GIVEN EXERCISE → Reproduce only the lines that begin at the line with "[locate] striped chair back (one dot each)" and run to the end of the entries; omit every picture.

INPUT FOR THIS TASK →
☆ ☆ ☆ ☆ ☆
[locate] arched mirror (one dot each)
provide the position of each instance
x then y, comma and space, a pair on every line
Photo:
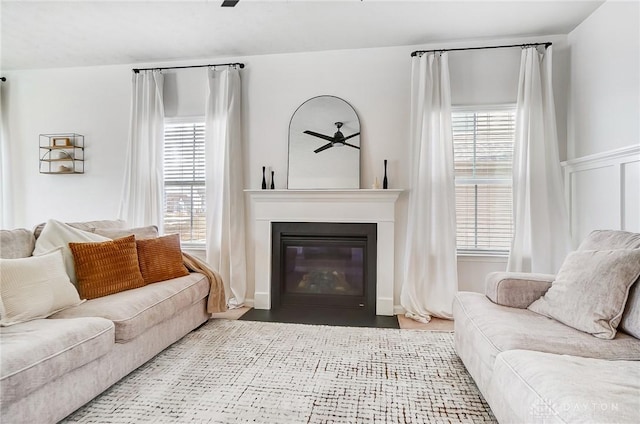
324, 145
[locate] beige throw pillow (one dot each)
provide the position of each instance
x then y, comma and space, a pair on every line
34, 287
56, 234
591, 290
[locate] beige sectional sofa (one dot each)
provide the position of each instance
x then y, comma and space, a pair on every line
50, 367
535, 369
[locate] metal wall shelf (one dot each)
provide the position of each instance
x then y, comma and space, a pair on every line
61, 153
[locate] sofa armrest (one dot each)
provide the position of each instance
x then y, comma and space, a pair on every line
516, 289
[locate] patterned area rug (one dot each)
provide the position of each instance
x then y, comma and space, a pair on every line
260, 372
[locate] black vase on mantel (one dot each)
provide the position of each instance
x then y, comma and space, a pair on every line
385, 182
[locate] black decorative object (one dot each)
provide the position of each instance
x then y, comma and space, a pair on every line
385, 182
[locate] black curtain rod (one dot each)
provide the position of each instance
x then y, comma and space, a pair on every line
419, 52
241, 65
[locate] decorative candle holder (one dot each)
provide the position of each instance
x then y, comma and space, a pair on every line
385, 182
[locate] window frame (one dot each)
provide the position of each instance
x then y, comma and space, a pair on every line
198, 119
507, 181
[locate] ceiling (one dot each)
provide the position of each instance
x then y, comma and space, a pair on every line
50, 34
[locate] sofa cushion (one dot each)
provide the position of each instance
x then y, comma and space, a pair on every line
147, 232
106, 267
161, 258
16, 244
136, 310
591, 290
34, 287
90, 226
610, 239
36, 352
529, 387
484, 329
57, 234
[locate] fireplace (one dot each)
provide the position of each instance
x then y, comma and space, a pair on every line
324, 264
321, 206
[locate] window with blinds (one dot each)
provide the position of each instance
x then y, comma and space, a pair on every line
483, 141
184, 180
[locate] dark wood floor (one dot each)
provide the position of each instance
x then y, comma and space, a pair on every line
322, 316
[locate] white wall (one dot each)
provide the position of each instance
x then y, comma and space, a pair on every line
376, 82
604, 111
602, 174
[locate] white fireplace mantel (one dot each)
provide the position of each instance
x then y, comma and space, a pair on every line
366, 206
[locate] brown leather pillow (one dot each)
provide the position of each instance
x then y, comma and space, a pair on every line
161, 258
107, 267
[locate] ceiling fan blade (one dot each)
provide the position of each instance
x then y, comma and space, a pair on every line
325, 147
351, 136
322, 136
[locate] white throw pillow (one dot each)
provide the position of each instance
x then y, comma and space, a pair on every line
591, 290
34, 287
56, 234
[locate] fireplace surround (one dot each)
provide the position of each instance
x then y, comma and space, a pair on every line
330, 206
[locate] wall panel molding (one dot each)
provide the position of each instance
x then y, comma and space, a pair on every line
602, 191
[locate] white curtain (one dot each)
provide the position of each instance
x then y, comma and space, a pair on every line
430, 270
142, 196
541, 229
224, 182
6, 211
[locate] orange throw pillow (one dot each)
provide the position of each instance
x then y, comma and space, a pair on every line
161, 258
106, 267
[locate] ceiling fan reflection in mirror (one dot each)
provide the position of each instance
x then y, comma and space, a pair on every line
337, 140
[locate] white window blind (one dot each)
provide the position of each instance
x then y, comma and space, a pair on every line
184, 180
483, 155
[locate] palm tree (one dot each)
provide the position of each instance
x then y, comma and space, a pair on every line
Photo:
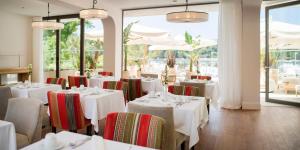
194, 55
126, 39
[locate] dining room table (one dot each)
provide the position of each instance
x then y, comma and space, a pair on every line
189, 112
68, 140
151, 85
34, 90
97, 103
212, 91
97, 80
7, 136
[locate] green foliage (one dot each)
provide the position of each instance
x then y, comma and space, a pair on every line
126, 39
70, 45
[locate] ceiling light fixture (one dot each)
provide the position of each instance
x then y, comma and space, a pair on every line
47, 25
93, 13
187, 16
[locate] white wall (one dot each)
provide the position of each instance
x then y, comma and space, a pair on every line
250, 54
15, 40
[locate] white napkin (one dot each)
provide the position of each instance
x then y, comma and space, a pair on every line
98, 143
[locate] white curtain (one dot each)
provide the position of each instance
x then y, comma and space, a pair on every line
37, 54
229, 47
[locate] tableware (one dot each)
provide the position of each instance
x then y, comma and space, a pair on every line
98, 143
50, 142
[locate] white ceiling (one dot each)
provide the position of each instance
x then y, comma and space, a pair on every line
60, 7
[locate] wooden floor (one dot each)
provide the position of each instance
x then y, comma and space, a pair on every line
271, 128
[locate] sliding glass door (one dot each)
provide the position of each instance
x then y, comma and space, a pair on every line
282, 59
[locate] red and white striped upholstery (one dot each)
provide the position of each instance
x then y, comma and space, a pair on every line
201, 77
77, 81
105, 73
66, 112
184, 90
135, 128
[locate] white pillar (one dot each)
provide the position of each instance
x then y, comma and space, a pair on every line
37, 54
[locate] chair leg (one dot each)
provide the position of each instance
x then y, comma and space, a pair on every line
208, 108
89, 130
53, 129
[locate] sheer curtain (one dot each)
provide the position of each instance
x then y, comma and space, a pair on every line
229, 46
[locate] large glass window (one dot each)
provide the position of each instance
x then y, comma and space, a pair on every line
93, 46
282, 53
49, 53
151, 42
70, 48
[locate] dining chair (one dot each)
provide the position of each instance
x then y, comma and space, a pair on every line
134, 88
184, 90
106, 73
200, 77
66, 112
5, 93
134, 128
117, 85
149, 75
201, 91
26, 115
172, 139
59, 81
77, 81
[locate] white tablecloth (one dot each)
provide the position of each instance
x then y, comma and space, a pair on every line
7, 136
149, 84
98, 81
65, 138
211, 89
97, 105
187, 117
38, 91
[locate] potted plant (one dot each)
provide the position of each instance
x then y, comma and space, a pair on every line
126, 39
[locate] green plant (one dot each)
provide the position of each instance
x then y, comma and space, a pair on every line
126, 39
194, 55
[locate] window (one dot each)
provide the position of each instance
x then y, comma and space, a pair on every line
150, 42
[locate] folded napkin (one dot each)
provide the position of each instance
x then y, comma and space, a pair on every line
98, 143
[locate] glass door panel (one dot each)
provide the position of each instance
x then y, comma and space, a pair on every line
283, 53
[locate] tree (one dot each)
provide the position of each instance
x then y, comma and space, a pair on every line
126, 39
194, 55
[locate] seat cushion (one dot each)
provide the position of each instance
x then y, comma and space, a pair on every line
180, 138
22, 140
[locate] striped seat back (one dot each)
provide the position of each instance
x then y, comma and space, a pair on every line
65, 111
134, 88
135, 128
184, 90
77, 81
105, 73
60, 81
201, 77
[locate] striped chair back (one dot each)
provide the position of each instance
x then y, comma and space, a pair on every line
134, 88
117, 85
184, 90
77, 81
60, 81
135, 128
201, 77
106, 73
66, 112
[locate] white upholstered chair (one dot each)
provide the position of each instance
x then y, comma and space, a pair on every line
5, 94
25, 114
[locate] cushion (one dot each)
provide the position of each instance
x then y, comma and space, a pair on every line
22, 140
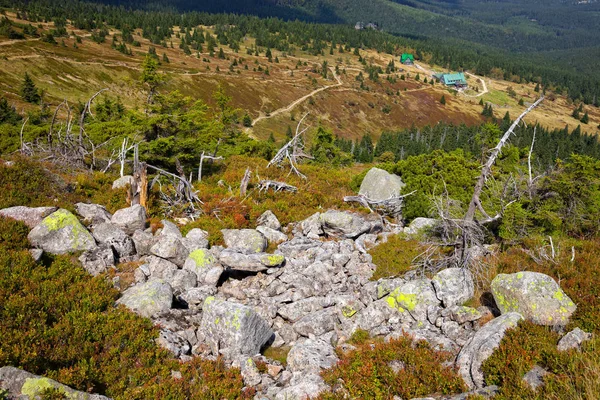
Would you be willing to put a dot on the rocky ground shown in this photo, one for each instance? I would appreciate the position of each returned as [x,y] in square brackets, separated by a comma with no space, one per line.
[309,295]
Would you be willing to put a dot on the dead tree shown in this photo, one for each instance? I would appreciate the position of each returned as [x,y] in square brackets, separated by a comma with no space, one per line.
[292,151]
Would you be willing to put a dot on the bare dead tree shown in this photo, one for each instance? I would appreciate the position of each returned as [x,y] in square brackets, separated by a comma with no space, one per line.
[292,151]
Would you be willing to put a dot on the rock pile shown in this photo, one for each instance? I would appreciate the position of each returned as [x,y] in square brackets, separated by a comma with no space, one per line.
[310,295]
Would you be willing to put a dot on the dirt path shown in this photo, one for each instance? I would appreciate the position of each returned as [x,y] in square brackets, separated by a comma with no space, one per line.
[300,100]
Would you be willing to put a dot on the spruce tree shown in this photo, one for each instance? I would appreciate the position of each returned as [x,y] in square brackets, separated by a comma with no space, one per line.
[29,91]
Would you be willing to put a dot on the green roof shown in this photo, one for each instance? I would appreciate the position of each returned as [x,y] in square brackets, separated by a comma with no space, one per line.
[451,79]
[407,56]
☆ ☆ ☆ ☆ ☆
SOLUTION TO THE EXERCISE →
[locate] striped chair back (one dot each)
provide the position of each instance
x then y, comma and space, a pair on every line
134, 88
117, 85
184, 90
77, 81
60, 81
135, 128
201, 77
106, 73
66, 112
[locate] white upholstered chair (one dot each)
provide the position of each instance
x then y, comma and space, a pair on every line
5, 94
25, 114
[locate] cushion (one dot each)
provide the position of each instance
x then y, comma and space, a pair on every line
22, 140
Would you be willing to put a dot on the rocky ground shown in this photo, one for each instance? I would appreciate the position of each returned as [x,y] in square brackets, separated by a comma with no space, one per line.
[309,295]
Would you be willing to put a dot on the dead tree shown in this photo, one for each instance? I would appreciate the position of each returned as [x,y] in square brackets, separated by a comma with no space, one per line.
[292,151]
Would you be willing to put a dot on the bare dead tree shown in this photo, one for each instance? I would appreciate the position of each returned as [x,y] in square brackets, separated by a comma with no space, one per line.
[292,151]
Would you be willing to put a dot on the rock pile shown in this photo, one for each instance? I would appreciate the position of each returned as [x,y] in square brackets, separated by a comma with no space, one per line.
[310,295]
Would you be willing to put a dot on the dirt path shown in this photo, one for each instance? I would appreciate the position of each returned as [x,y] in square brackets, separated by a comma with no space, one per line.
[300,100]
Would you be willing to put a dot on the spruce tree shown in this photo, one for each instance? I would appreciate the position of each returned as [x,y] in square brackets, separated by a comma with no space, one per line.
[29,91]
Would you be willing to put a dot on the green roof shown in this photo, one for each instance? I would appreciate the position of each returned as [x,y] in square brackets, separated by a comma with no space, one per line.
[451,79]
[407,56]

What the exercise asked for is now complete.